TO DO:
Output the material word for word. Leave each picture out.

ENTRIES SUPPLIED:
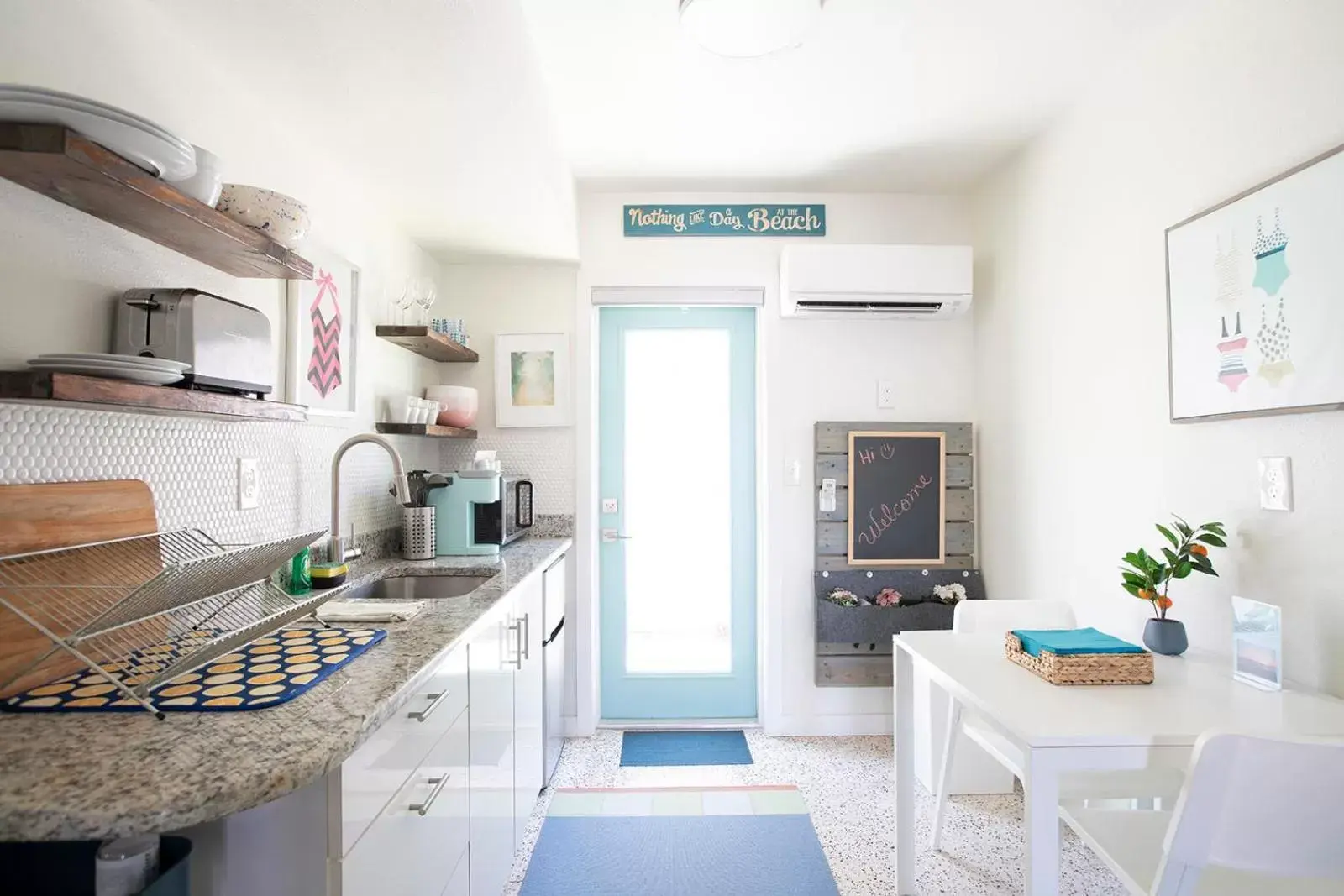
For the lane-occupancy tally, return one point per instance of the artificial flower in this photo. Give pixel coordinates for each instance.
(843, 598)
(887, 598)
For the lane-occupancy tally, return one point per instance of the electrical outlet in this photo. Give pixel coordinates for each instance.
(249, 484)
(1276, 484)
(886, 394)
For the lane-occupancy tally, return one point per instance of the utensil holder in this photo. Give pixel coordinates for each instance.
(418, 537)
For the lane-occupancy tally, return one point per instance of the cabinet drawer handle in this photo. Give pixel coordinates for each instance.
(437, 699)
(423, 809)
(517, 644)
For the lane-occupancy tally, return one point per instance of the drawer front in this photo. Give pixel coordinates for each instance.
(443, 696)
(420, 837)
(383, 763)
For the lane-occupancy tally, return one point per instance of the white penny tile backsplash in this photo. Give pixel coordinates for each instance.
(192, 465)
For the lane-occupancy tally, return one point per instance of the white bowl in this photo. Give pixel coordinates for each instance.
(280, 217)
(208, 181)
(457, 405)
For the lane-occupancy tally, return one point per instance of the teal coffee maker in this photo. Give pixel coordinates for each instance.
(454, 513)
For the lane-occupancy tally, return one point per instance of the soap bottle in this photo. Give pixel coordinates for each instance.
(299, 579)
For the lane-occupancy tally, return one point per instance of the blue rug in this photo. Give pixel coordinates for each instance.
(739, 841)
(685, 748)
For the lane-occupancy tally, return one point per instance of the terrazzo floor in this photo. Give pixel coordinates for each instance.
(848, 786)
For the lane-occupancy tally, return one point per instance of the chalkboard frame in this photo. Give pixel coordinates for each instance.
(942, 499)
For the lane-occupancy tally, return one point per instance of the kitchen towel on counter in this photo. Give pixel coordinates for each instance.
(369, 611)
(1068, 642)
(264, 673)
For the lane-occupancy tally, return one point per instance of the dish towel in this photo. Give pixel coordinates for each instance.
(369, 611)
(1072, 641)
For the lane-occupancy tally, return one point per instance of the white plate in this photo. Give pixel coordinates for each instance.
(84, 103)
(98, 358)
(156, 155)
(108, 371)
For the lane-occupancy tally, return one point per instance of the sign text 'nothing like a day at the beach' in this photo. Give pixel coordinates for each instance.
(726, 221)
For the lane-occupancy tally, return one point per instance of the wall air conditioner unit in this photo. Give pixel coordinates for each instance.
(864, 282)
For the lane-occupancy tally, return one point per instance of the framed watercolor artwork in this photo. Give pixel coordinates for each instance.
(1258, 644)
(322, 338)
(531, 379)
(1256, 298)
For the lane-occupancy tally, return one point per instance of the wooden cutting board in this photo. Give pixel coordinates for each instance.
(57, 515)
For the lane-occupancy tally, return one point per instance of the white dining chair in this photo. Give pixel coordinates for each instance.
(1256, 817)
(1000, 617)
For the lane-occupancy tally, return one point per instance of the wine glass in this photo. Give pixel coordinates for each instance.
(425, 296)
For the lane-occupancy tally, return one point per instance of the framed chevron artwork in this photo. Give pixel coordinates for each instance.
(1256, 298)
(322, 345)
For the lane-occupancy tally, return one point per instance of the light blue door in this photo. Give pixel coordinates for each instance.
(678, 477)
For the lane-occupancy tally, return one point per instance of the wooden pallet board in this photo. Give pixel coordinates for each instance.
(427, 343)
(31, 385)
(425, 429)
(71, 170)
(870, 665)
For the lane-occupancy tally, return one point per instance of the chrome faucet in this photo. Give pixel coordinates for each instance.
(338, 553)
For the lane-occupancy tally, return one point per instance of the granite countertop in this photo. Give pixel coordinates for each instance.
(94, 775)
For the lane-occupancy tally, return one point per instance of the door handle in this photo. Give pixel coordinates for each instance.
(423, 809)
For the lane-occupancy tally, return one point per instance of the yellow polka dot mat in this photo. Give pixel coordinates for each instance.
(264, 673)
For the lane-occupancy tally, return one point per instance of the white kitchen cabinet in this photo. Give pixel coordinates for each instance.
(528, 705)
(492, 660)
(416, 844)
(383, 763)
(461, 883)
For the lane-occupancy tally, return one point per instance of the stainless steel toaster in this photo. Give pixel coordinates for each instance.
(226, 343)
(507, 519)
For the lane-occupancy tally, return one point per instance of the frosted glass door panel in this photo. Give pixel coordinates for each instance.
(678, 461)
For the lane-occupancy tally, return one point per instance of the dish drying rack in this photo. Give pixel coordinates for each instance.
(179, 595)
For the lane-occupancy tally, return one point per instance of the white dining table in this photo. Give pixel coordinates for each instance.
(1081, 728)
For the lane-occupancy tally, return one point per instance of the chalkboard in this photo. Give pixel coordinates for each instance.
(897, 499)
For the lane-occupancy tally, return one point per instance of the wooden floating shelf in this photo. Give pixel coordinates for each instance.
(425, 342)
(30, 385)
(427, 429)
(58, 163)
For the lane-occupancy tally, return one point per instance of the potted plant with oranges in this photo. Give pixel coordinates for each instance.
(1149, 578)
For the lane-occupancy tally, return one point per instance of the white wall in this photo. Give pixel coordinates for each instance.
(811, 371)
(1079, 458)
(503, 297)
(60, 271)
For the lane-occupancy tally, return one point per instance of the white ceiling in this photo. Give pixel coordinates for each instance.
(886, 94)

FULL ANSWER:
For the lane-occupancy tally, return one point per instance of the artificial flower in this photo. Give pixel coordinates for each instance.
(843, 598)
(887, 598)
For the lane-occupancy tally, return one point per instance of the electrical outlet in this photo. Give pixel coordinates for each instance.
(249, 484)
(1276, 484)
(886, 394)
For the lane-occupancy tally, return one point per instance of the utensil holder in this photo. Give pixel coordinates for each instance.
(418, 537)
For the lane-occupancy tally, return one point per instance of the cabinet drawer handle in this photo. Give pixel coordinates for each instance.
(437, 699)
(423, 809)
(517, 644)
For the lane-occupancy tally, return one point per instance of the drawer front in this photo. Give pixel coordinates for each instance.
(443, 696)
(420, 837)
(383, 763)
For the lane-occupancy tally, return one point per instance of the white penny tile backsplash in this photo. Give pixel coordinates for each instance.
(192, 465)
For the lane-occupancy tally, return one point per instance of the white bowl in this photo. Give pixel coordinates for each instance.
(280, 217)
(208, 181)
(457, 405)
For the lane-occupancy tally, return one point per instance of the teal coffee maker in this photo. Give pixel coordinates for each instance.
(454, 513)
For the lane-occupancy tally, return one point per instance of the soap bottle in this photo. Give pixel coordinates for each instance.
(299, 579)
For the lane-occupancy tally, return one point per instance of the blue rug in this photo. Give pixel coordinates for each instance.
(739, 841)
(685, 748)
For the lane-occupancy tally, return one point per instance of the terrazzo floor in this photo. Give pixel coordinates for each instance.
(848, 786)
For the lane-occupancy tally, return one point per instance of the chalkboard frame in this photo. Give pixel coordinates for each instance.
(942, 499)
For the lane-occupancy tally, return one point per instance of the kitchen towel on counter in this photo. Give pixel coordinates for each instance.
(369, 611)
(1068, 642)
(264, 673)
For the lane-occupancy tally, return one point per instance of the dish towel in this photo. Give pixel coordinates for each instance.
(369, 611)
(1072, 641)
For the lane-occupancy tally, return one point per instance of the white plate in this photo. Give pixel coordinates for each instance.
(84, 103)
(98, 358)
(156, 155)
(108, 371)
For the lane-occupancy tally, return one point per instance of the sign text 'nothing like a day at the beach' in this photo. Give pixel coordinates for each instance.
(726, 221)
For the lane-occupancy tally, return one point per instance of the wall air conditioner unit in this photo. Give pixel coordinates for each instance.
(864, 282)
For the lane-occupancy tally, return one point per instance of the framed watercolor artwork in this photo. Give pixel coordinates for each instance.
(1258, 644)
(322, 338)
(531, 379)
(1256, 298)
For the lane-occupancy tally, return one point per instance of the wooden cutting board in this photo. Give pixel coordinates for each instance.
(57, 515)
For the lane-occupancy tally, return one point per instance of the white dining chair in this photo. Give pixel coordinates for each instance.
(1256, 817)
(1000, 617)
For the lane-occupancy tally, return one point per instance of the wine glass in this photo. Give pixel coordinates for each instance.
(425, 296)
For the lane-occupancy tally, return one point per instance of the framed chevron artwork in this photo. Give pixel coordinates for each instance.
(1256, 298)
(322, 345)
For the lane-occupancy tally, return one point per instance of the light blue door in this photo. Give pixel coordinates for each instance.
(678, 477)
For the lane-occupancy tally, return one point per instance of the wooden pallet board in this photo. Give pixel coordinates for each instance.
(427, 343)
(31, 385)
(425, 429)
(71, 170)
(870, 665)
For the lane-occupancy tally, return one point per instance of the chrome faucet in this photo. Give pixel coordinates for each instance.
(338, 553)
For the lane-occupancy tally, return one point per instance of the granite countertop in this photo. Give pixel coordinates for each instance.
(94, 775)
For the lane-occupancy tally, return one point per instance of the door handle in this photo. Give pixel coordinates for each instance.
(423, 809)
For the lane-occupancy tally, return one point per instance of the yellow polka dot mat in this photo. Give pixel coordinates for each instance.
(264, 673)
For the lane-occupancy tally, return one point per instance of the white kitchen cabinet in this photo. Give pixel coordinates for each instance.
(528, 705)
(492, 660)
(416, 844)
(383, 763)
(461, 883)
For the lane-occupancy tally, return one point per instance of the stainless steel toaster in this photo. Give pixel coordinates for each instance.
(226, 343)
(507, 519)
For the lane-occupancy tally, return one point per instance of the frosted glass door panel in this photo. Give pixel coordinates for each instance.
(678, 461)
For the lane-occupancy tally, return one point per instance of the dish drying rack in this photo. Give pixel coordinates for each instance.
(179, 595)
For the lane-occupancy tally, return one point per instance of the white dining table in this photo. Give pixel coordinates for each instance.
(1081, 728)
For the lane-occupancy tally, return one point per instance of the chalkboard in this photo. Give pixel coordinates for each instance.
(897, 499)
For the lane-occupancy tally, return one point per instance of the wooden floating shelf in this photo. Give pixel coordinates for each instance.
(425, 342)
(30, 385)
(427, 429)
(58, 163)
For the lane-occupancy tally, return one point per instance of the potted plant with oranges in this photo. Give pixel coordinates for each instance.
(1149, 578)
For the lane-occupancy tally, return one point per instance of the white wall in this photo. Give pixel coordinates for each instance.
(811, 371)
(1079, 458)
(503, 297)
(60, 271)
For the lane-occupancy tally, return one point per instance of the white ceiling in this photo. Give pixel coordinates for each instance.
(886, 94)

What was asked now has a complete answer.